>> start EXTRACTED INFORMATION

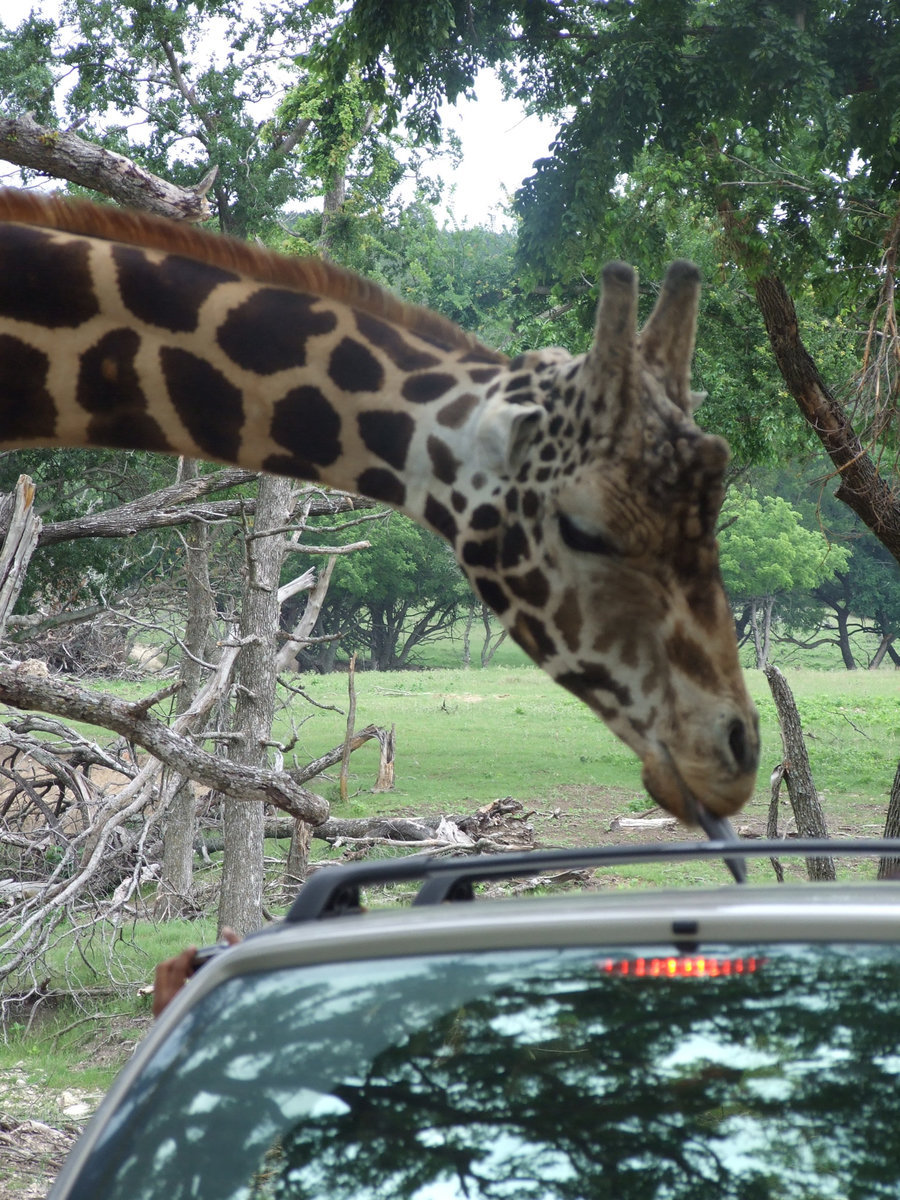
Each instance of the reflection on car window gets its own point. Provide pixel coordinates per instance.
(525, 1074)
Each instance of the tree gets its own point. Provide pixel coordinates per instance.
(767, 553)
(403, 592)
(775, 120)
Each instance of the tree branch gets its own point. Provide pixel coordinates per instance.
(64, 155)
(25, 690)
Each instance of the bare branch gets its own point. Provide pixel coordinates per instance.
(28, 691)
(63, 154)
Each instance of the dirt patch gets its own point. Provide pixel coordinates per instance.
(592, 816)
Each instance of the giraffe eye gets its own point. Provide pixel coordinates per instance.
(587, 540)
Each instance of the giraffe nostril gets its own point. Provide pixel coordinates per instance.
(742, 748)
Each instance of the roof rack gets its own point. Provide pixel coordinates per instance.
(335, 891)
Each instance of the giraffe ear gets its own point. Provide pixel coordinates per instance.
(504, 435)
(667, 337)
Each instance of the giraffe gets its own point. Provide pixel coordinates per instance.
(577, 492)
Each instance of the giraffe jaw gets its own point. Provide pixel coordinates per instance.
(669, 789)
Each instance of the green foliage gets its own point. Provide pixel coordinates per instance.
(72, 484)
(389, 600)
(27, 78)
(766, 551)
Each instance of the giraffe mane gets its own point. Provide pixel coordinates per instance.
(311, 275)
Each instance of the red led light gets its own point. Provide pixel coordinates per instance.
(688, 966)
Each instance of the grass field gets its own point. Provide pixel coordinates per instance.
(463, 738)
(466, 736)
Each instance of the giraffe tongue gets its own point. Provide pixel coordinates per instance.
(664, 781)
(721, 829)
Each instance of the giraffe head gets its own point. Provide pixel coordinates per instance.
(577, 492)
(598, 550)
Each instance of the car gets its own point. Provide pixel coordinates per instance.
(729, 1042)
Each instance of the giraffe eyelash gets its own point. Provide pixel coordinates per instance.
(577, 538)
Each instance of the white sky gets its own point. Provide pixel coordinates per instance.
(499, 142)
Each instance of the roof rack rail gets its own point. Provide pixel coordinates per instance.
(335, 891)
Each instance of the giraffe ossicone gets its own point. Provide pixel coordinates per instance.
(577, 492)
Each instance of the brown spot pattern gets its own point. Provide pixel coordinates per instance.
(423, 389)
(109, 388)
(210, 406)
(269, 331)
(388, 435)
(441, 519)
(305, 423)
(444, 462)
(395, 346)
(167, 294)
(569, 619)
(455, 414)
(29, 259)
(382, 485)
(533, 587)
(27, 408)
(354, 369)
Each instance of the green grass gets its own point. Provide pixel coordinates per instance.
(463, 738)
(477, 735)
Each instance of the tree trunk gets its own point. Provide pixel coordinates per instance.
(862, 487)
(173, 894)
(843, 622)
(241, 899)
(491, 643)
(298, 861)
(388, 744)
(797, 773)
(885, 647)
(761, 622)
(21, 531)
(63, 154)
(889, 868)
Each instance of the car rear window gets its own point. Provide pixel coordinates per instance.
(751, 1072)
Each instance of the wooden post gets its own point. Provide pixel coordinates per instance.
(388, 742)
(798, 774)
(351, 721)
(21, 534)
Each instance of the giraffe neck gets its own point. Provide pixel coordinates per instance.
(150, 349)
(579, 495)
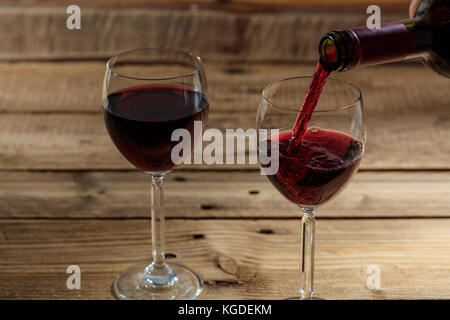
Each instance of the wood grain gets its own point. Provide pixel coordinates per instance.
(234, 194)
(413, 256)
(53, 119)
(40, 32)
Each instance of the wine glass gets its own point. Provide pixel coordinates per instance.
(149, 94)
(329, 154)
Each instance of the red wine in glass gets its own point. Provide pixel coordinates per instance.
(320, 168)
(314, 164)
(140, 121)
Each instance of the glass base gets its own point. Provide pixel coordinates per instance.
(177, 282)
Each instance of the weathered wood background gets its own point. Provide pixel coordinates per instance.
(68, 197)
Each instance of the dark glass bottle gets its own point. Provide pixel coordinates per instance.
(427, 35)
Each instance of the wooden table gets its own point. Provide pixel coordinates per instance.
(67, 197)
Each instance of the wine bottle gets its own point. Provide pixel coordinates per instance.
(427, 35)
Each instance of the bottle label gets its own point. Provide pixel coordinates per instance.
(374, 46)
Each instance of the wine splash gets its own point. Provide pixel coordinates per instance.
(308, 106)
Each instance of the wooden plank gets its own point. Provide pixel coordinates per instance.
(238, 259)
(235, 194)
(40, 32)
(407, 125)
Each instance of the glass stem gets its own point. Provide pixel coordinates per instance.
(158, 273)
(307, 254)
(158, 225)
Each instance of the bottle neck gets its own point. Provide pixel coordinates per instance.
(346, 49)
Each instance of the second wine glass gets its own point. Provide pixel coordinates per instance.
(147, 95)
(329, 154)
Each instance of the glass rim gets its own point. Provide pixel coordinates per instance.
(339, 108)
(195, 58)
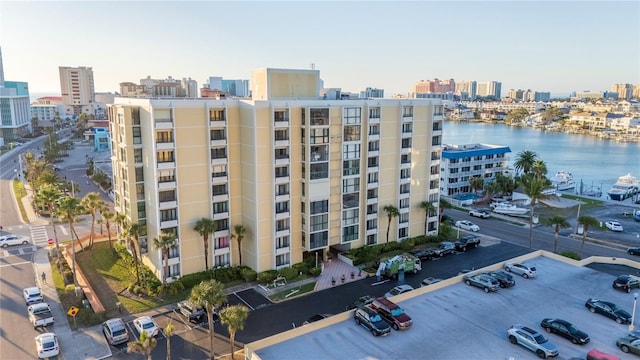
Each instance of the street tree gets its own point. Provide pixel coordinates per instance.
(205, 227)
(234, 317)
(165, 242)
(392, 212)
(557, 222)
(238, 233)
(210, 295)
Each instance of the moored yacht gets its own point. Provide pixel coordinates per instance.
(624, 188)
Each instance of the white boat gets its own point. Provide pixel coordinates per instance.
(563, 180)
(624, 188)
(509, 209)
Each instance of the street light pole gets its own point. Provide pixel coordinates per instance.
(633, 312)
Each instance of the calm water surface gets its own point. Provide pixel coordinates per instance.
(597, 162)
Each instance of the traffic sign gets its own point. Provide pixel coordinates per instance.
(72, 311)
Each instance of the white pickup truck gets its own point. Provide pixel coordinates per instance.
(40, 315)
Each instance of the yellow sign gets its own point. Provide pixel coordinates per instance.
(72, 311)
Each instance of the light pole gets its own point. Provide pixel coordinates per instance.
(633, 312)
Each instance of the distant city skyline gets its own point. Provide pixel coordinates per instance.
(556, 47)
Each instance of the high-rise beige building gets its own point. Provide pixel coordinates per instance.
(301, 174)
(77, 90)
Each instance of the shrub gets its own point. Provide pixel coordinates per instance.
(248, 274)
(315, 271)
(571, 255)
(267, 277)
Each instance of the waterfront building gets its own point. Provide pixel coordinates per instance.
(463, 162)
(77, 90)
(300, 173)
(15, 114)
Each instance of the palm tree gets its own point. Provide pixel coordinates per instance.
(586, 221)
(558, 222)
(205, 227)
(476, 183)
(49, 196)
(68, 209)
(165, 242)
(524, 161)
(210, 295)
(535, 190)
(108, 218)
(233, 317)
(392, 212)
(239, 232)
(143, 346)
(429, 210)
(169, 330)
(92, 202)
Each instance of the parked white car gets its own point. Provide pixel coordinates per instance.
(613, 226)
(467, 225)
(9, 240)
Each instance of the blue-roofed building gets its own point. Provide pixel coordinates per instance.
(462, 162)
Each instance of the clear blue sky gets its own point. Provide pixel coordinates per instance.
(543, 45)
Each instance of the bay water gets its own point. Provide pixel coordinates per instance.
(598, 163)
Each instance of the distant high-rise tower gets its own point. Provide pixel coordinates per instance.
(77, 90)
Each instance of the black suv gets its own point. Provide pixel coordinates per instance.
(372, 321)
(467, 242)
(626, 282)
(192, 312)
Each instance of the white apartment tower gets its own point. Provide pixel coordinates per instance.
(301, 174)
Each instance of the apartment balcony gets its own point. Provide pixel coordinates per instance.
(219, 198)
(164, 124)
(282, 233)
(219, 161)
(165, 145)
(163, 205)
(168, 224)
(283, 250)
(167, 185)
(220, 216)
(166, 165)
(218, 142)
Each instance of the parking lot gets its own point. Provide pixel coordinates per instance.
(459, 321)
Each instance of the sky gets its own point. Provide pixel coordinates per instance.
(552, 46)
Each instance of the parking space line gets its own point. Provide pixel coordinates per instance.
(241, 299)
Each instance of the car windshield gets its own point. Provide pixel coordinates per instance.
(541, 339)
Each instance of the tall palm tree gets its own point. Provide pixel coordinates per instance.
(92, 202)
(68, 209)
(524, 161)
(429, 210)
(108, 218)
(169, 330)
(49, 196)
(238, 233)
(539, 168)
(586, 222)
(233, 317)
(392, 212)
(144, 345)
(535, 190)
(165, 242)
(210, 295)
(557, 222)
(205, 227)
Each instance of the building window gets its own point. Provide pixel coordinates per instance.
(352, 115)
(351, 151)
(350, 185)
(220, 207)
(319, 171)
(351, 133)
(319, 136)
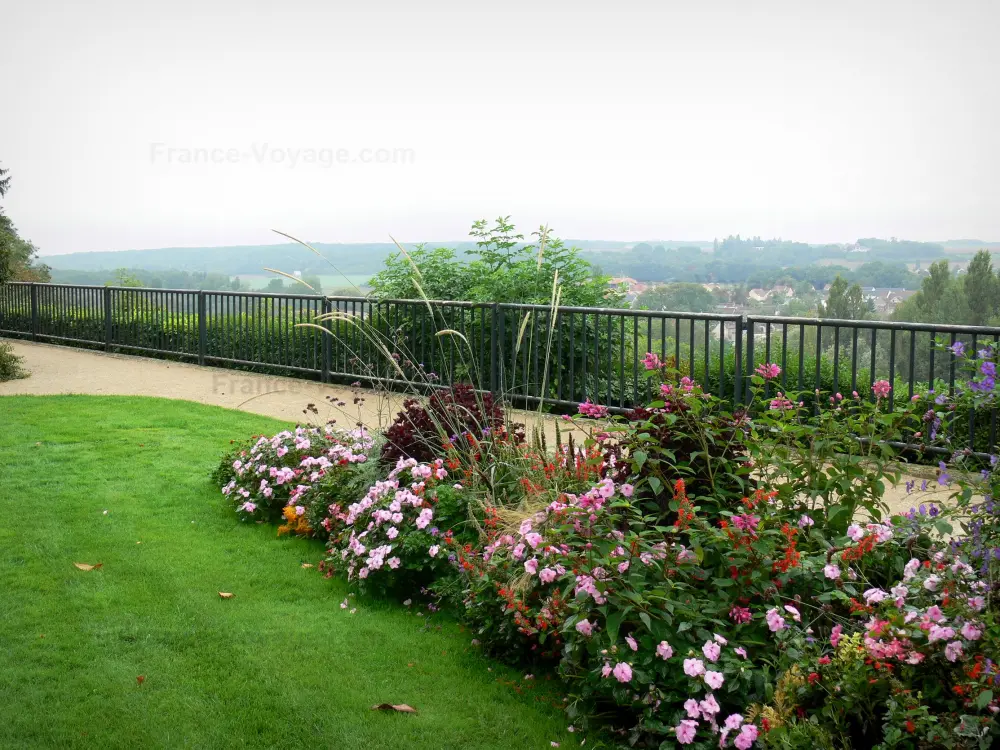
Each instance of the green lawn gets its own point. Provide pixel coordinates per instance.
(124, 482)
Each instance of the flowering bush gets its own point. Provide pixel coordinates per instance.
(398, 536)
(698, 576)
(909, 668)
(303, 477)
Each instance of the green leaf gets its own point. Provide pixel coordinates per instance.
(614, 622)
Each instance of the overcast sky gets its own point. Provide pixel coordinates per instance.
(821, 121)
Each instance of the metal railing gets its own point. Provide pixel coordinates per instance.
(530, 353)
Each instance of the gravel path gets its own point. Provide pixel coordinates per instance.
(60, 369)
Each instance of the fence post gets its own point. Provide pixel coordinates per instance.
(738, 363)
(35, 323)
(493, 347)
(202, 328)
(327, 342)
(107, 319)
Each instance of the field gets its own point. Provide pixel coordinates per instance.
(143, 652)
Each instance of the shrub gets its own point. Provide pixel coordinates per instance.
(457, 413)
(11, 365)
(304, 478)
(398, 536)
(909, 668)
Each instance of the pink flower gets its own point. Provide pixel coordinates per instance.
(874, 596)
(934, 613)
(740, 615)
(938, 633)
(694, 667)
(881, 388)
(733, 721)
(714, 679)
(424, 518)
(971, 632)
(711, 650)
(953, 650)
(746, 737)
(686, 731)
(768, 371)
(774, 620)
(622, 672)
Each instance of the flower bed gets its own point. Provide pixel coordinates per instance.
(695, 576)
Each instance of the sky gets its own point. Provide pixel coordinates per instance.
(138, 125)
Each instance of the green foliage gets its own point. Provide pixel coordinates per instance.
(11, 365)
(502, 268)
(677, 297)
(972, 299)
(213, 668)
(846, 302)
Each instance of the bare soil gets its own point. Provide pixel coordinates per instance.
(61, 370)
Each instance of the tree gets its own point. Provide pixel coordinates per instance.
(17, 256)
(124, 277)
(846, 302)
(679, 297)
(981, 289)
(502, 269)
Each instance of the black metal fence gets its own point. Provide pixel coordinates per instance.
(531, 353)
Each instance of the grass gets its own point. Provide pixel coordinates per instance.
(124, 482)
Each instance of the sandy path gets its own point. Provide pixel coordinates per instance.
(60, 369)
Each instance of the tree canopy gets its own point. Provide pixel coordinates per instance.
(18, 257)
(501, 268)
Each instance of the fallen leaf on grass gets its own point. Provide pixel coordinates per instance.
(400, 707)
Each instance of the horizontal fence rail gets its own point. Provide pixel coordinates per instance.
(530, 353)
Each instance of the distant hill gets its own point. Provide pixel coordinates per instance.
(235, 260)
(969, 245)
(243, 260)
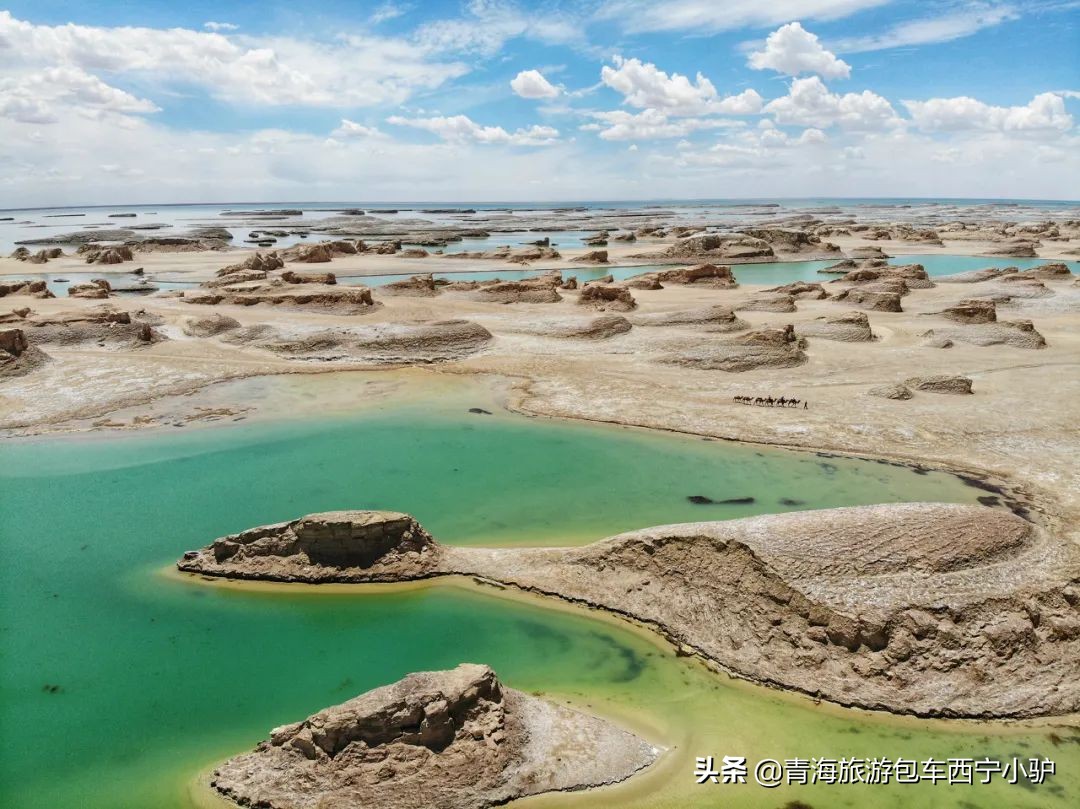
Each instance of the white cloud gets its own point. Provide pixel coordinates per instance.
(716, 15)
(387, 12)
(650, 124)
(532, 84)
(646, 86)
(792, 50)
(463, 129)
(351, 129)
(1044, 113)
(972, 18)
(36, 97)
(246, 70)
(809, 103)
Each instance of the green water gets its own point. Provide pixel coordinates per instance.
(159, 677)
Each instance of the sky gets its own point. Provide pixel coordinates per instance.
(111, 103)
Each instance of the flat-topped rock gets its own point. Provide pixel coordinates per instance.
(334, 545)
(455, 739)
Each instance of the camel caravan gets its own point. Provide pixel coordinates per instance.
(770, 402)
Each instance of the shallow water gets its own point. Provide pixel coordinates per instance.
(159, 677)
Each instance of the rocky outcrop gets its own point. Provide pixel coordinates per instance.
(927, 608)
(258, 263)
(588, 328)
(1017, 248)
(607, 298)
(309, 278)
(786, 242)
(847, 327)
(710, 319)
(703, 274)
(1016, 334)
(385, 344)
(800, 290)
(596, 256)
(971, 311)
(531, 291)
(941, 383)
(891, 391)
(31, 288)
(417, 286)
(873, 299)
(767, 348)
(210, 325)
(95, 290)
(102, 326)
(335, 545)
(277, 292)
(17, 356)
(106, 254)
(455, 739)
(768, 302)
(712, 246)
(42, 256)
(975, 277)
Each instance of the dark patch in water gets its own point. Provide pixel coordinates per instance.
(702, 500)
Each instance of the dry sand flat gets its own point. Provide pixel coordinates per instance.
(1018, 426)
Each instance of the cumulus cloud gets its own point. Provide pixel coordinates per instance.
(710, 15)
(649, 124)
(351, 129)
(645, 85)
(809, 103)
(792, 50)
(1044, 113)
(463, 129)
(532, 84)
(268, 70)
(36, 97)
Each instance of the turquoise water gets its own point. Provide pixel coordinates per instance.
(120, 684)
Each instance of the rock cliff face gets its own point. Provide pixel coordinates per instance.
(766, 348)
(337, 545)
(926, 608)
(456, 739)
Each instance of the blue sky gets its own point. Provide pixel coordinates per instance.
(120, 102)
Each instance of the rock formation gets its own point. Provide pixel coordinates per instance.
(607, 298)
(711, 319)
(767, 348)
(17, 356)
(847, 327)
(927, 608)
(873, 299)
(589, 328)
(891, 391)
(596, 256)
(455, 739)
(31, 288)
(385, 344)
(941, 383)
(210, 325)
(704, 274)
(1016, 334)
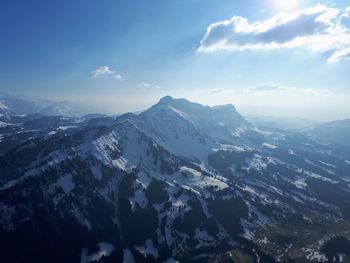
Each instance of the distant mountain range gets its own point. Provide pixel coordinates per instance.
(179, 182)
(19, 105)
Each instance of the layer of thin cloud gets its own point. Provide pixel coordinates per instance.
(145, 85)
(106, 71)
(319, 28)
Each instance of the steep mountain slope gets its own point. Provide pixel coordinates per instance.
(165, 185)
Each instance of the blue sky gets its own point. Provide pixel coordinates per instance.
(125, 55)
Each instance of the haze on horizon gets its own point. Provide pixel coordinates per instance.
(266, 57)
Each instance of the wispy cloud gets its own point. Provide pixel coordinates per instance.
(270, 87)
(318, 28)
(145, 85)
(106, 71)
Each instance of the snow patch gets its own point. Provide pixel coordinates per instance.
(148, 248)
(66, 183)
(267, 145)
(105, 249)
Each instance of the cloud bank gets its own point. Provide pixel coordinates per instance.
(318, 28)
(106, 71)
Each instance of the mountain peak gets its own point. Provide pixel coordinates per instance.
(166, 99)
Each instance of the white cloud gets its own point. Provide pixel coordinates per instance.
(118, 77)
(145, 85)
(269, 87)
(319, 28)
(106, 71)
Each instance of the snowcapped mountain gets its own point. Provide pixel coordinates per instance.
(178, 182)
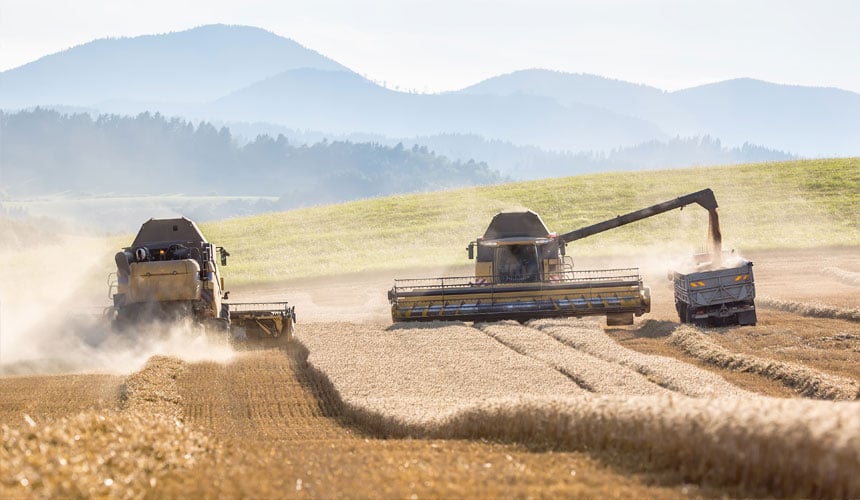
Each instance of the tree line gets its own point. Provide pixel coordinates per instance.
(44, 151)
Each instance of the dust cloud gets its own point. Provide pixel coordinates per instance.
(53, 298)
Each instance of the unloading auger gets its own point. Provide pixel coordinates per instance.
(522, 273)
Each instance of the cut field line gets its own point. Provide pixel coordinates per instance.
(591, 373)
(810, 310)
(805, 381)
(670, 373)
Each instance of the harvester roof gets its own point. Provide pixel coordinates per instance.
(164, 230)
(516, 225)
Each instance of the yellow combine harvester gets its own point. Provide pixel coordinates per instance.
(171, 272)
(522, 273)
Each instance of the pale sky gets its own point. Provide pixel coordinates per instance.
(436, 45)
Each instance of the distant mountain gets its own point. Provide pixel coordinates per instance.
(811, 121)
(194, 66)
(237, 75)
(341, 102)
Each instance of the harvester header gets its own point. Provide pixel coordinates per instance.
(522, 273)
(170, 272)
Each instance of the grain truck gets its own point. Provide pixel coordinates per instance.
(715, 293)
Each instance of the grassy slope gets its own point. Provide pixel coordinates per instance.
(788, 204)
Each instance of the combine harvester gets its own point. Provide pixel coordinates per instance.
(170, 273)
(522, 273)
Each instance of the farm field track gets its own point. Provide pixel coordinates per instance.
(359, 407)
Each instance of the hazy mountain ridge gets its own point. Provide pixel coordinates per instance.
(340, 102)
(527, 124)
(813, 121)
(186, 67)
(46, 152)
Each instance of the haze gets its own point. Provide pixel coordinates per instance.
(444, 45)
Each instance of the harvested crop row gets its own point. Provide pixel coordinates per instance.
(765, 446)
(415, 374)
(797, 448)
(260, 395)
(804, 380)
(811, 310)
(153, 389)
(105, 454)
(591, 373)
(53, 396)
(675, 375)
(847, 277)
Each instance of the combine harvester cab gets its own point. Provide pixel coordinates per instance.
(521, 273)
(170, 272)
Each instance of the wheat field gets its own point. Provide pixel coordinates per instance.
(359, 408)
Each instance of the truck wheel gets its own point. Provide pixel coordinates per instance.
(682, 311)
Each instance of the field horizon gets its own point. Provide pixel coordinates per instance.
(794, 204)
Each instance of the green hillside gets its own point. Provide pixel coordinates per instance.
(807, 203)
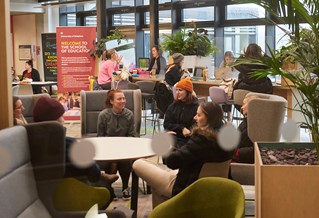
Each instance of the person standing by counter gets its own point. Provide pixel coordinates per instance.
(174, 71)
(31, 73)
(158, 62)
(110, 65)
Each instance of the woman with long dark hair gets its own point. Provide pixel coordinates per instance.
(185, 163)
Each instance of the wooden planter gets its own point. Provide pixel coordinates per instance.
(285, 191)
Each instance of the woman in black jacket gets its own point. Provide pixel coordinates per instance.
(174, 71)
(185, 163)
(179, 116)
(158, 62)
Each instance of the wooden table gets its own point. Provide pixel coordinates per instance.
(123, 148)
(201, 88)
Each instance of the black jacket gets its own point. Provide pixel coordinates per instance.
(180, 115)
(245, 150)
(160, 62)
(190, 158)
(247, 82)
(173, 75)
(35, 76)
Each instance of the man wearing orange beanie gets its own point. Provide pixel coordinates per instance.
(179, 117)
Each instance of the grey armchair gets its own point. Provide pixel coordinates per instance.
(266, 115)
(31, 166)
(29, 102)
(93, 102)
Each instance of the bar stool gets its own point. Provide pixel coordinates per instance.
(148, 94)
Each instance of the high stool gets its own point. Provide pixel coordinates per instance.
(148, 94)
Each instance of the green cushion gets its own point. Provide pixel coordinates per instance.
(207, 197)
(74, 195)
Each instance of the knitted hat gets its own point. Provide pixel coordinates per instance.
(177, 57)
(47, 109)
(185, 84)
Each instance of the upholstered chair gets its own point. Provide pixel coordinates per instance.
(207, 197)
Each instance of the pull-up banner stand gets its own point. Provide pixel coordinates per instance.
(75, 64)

>> end EXTRACTED INFORMATION

- _BRIEF_
Every line from the one containing "Each instance of the person" through the end of the entries above must be echoed exactly, with both ends kept.

- _FINAL RESULT_
Each instance of the person standing by counter gets its own point. Provide pixel coordinates per instance.
(174, 71)
(31, 73)
(158, 62)
(110, 65)
Each instance of the woman with long dark hair gets its own point. Provide pixel coordinates per instance.
(185, 163)
Each instance of the wooden planter gets its own point. Provide pixel coordinates per instance.
(285, 191)
Each instance of the woman in black jacket gets its own point. Provide pixel coordinates per instance.
(174, 71)
(185, 163)
(179, 116)
(158, 62)
Each instance of the wooden table gets its own point. Provide pixel coordinates per instance.
(123, 148)
(201, 88)
Each instance of the black jacket gets its own point. Provide pixel coordinates per instance.
(180, 115)
(245, 150)
(160, 62)
(190, 158)
(247, 82)
(173, 75)
(35, 76)
Each instance of the man wearing orange beanie gets its own point. Provide pixel coordinates per instance.
(179, 117)
Each instance of the grey armchair gets its own point. Provide pixel coordinates per instance.
(266, 115)
(31, 166)
(29, 102)
(93, 102)
Each instance of the bar stool gets its own point. Provide pixel coordinates per instance.
(148, 94)
Each instance of the high stool gets its own point. Provide pixel coordinates per instance.
(148, 94)
Each instance of the green cushion gets its own point. Provide pixel coordinates per instance.
(207, 197)
(74, 195)
Each instance of the knitted hat gets its own point. Provide pixel coordinates per instance.
(177, 57)
(47, 109)
(185, 84)
Each instance of the upholstered chair gets its own point. Provide pixel coordinates per instance.
(207, 197)
Each instance of the pull-up banner stand gets its own point. Provide pixel coordinates per instance.
(75, 64)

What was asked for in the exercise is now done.